Data extracts:
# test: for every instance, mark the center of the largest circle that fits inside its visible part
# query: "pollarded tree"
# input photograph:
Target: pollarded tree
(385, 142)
...
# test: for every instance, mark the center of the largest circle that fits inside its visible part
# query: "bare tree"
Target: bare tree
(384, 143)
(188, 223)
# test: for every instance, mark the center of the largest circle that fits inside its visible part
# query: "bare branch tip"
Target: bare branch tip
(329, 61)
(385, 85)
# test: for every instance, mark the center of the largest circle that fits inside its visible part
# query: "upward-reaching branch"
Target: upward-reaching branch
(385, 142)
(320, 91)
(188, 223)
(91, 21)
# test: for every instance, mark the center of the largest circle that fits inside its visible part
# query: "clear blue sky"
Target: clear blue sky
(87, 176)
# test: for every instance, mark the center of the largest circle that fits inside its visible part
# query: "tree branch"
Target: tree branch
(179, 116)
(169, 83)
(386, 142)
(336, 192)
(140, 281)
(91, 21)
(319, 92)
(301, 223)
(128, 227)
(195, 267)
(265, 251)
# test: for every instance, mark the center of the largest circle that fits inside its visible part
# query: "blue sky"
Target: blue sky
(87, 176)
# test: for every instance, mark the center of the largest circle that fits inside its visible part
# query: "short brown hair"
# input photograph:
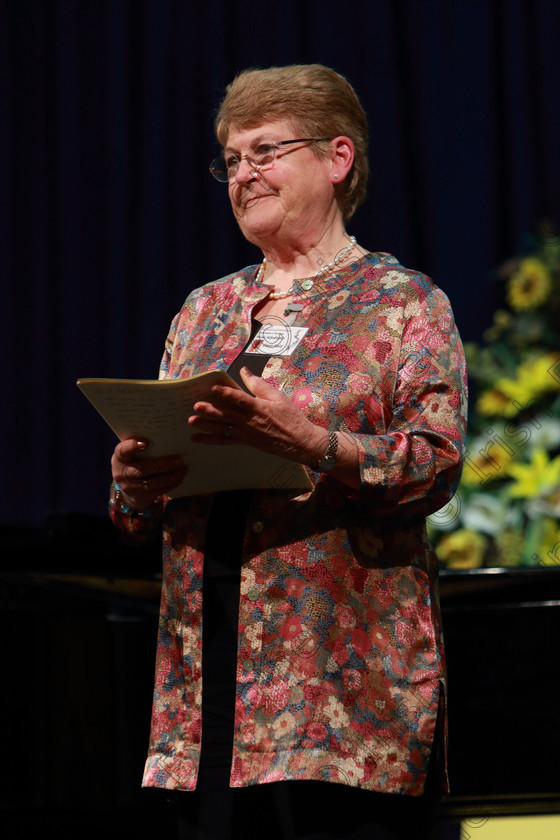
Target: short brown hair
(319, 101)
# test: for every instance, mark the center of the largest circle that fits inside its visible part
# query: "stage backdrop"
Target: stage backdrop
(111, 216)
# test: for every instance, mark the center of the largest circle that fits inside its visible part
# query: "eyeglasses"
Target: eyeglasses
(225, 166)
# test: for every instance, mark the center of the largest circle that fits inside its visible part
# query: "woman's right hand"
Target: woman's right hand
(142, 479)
==
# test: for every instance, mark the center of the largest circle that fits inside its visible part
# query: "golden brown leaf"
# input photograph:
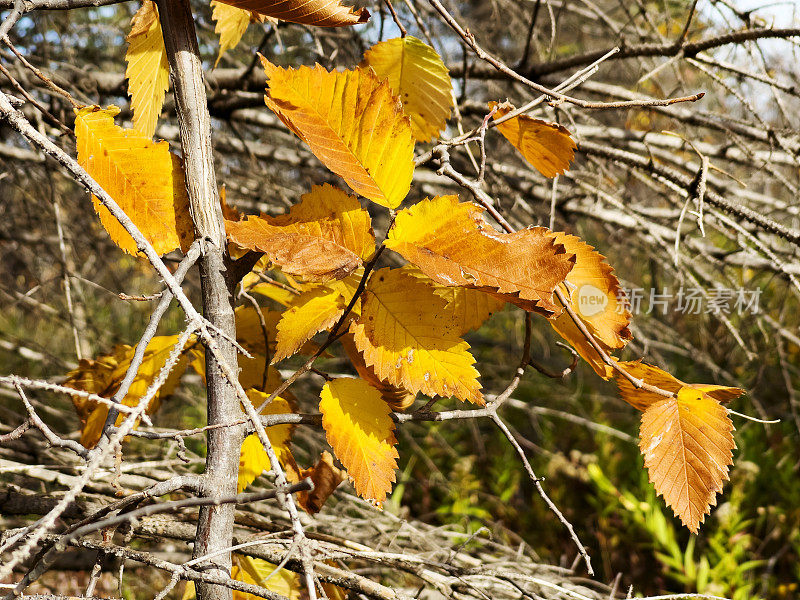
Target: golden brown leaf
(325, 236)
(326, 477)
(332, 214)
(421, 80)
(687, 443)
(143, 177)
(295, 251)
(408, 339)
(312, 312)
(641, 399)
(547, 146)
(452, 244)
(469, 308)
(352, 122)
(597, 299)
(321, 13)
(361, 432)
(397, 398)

What is being asked:
The answer is each line from the entries above in which the word "query" occurs.

Final answer:
# query: "pollarded tree"
# query: "bare tree"
# query: "bare branch tip"
# query: "upward-reaching branch"
# query: "clear blue sky"
# query: "tree branch"
# query: "blue sky"
# query: "short brown hair"
# query: "stage backdrop"
# query: "eyeglasses"
# query: "woman's right hand"
# query: "golden brown leaf"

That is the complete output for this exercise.